#### Page extract
Mitochondria and peroxisomes are organelles that are the primary sites of oxygen usage in eukaryotic cells. Mitochondria carry out cellular respiration—the process that converts energy from food into ATP—the primary form of energy used by cells. Peroxisomes carry out a variety of functions, primarily breaking down different substances such as fatty acids.

Peroxisomes contain up to 50 enzymes and are surrounded by a single membrane. They carry out oxidative reactions that break down molecules and produce hydrogen peroxide (H₂O₂) as a by-product. H₂O₂ is toxic to cells, but the peroxisome contains an enzyme—catalase—that converts H₂O₂ into harmless water and oxygen. In addition, catalase uses H₂O₂ to break down alcohol in the liver into aldehyde and water. However, since H₂O₂ is produced in very low quantities in the body, other enzymes primarily degrade alcohol.

A critical function of the peroxisome is to break down fatty acids in a process called β oxidation. The resulting product—acetyl-CoA—is released into the cytosol and can travel to the mitochondria, where it is used to produce ATP. In mammalian cells, the mitochondria also carry out β oxidation, as well as using products from the catabolism of other energy sources, such as glucose, to produce ATP.

Mitochondria are surrounded by a double membrane: a smooth outer membrane, and an inner membrane that has many folds called cristae. Within the inner membrane is a region called the matrix. During cellular respiration, pyruvate from the breakdown of glucose in the cytoplasm travels into the matrix, where it enters the citric acid cycle. Then, oxidative phosphorylation through the electron transport chain occurs in the inner membrane of the mitochondria, resulting in the production of a significant amount of ATP. The cristae increase the surface area of the inner membrane, providing more regions for ATP production.

#### Data below

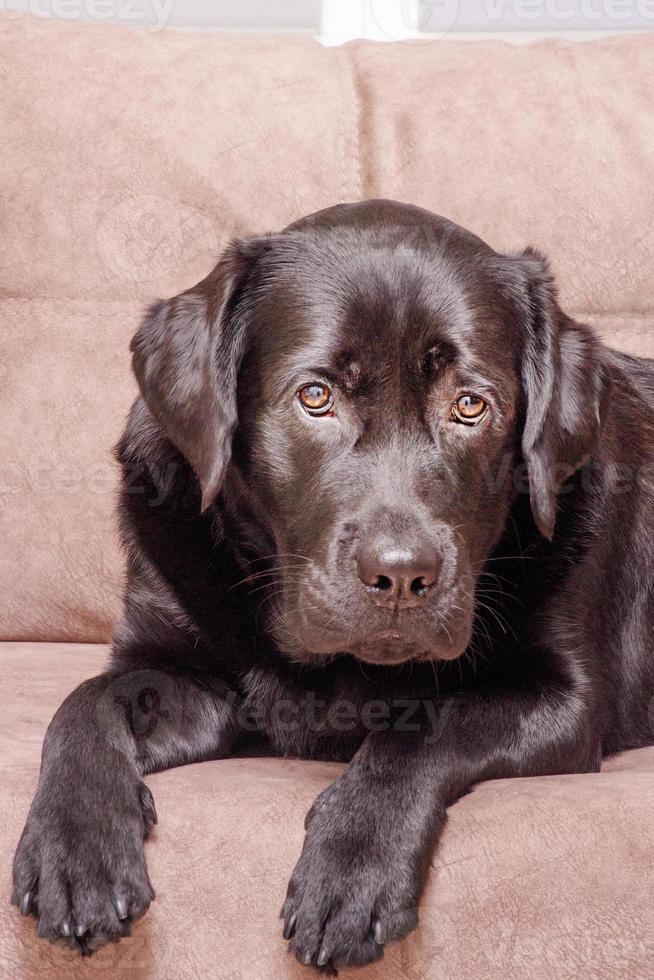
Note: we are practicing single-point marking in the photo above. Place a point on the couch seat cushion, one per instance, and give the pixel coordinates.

#### Tasks and exercises
1 – In the passage on mitochondria and peroxisomes, what are the folds of the inner mitochondrial membrane called?
2 – From the passage on mitochondria and peroxisomes, copy the words starting with "A critical function" and going on through "glucose, to produce ATP.".
3 – Sum up the passage on mitochondria and peroxisomes in two sentences.

#### Outputs by task
1 – Cristae.

2 –
A critical function of the peroxisome is to break down fatty acids in a process called β oxidation. The resulting product—acetyl-CoA—is released into the cytosol and can travel to the mitochondria, where it is used to produce ATP. In mammalian cells, the mitochondria also carry out β oxidation, as well as using products from the catabolism of other energy sources, such as glucose, to produce ATP.

3 – Mitochondria and peroxisomes are the main sites of oxygen use in eukaryotic cells: mitochondria turn energy from food into ATP through cellular respiration, while peroxisomes mainly break down substances such as fatty acids. Peroxisomes use the enzyme catalase to turn toxic hydrogen peroxide into water and oxygen, and mitochondria, which have a double membrane with a folded inner layer, make a large amount of ATP through oxidative phosphorylation in that inner membrane.